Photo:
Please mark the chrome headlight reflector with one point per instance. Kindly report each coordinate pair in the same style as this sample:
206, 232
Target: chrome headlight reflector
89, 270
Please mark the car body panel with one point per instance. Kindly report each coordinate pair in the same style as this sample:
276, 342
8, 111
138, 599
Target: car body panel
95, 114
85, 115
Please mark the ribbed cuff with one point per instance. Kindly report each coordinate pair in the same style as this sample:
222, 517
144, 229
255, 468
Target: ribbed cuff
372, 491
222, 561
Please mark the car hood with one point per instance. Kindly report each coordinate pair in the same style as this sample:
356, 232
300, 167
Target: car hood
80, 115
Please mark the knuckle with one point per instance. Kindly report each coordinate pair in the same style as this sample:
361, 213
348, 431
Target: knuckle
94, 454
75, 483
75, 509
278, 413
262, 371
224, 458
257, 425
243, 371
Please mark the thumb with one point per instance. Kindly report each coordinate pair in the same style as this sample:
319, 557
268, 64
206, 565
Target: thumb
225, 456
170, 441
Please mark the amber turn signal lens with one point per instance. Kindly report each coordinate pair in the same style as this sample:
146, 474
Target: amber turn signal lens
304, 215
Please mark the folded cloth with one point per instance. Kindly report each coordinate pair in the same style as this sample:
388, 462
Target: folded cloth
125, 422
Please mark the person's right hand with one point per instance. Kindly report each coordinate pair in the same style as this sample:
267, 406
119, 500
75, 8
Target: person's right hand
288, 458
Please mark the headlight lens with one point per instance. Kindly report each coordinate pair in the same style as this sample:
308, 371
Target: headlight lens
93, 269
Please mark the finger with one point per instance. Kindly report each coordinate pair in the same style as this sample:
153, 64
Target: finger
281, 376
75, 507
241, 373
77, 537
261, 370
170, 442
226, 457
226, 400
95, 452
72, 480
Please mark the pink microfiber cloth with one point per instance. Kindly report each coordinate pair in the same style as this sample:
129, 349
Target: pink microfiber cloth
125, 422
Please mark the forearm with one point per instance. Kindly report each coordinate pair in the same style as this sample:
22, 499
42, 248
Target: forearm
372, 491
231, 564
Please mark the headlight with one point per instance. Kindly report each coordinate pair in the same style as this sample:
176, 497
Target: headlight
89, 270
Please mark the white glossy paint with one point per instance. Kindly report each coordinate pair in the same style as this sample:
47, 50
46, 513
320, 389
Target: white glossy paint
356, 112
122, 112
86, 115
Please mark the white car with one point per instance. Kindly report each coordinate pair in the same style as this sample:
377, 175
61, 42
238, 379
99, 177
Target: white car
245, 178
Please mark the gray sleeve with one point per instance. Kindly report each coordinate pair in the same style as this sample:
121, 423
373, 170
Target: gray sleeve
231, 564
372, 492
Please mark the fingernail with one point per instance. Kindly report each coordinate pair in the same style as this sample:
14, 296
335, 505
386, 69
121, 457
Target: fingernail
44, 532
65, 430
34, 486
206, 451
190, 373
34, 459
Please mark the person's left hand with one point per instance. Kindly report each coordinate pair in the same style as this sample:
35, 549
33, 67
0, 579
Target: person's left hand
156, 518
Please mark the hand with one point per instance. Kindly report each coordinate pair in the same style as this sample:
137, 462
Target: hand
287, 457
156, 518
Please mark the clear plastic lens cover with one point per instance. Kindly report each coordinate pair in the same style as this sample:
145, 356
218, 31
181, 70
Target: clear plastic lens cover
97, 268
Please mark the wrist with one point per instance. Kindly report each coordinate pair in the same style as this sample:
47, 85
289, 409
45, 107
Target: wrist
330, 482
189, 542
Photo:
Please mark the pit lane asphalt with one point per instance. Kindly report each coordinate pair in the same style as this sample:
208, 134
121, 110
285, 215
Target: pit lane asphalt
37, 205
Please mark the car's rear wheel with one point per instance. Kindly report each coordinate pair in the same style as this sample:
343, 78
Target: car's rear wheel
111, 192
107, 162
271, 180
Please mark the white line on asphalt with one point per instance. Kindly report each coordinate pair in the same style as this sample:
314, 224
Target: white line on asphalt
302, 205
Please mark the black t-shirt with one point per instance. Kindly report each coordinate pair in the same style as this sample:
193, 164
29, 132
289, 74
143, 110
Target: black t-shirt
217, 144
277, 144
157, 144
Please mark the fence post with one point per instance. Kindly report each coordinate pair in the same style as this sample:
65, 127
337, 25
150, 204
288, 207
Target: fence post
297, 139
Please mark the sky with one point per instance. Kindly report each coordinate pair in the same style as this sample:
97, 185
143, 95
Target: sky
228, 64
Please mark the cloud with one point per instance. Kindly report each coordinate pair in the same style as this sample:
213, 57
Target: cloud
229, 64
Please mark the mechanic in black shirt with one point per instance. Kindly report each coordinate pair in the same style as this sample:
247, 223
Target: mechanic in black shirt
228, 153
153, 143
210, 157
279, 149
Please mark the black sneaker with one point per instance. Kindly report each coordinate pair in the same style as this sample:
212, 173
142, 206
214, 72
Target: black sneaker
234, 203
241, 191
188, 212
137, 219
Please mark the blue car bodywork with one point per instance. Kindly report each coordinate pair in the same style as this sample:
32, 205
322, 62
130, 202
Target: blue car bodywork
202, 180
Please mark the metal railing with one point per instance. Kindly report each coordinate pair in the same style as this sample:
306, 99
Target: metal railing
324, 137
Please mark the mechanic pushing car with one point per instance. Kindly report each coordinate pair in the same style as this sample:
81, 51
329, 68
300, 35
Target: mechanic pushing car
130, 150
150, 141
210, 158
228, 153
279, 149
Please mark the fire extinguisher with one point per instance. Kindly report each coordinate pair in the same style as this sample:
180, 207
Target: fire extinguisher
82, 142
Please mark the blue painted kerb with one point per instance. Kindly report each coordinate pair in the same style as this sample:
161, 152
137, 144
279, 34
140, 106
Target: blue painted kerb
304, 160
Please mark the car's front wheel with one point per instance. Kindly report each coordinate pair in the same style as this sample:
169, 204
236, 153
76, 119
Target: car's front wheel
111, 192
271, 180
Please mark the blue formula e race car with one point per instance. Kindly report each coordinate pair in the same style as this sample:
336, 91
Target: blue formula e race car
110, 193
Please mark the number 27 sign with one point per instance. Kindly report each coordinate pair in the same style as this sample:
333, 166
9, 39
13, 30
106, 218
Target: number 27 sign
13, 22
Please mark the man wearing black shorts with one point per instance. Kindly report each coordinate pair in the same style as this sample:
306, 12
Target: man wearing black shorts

### [TASK GOAL]
Count the lines of the listing above that include the word "wearing" and report the number by itself.

### [TASK RESPONSE]
2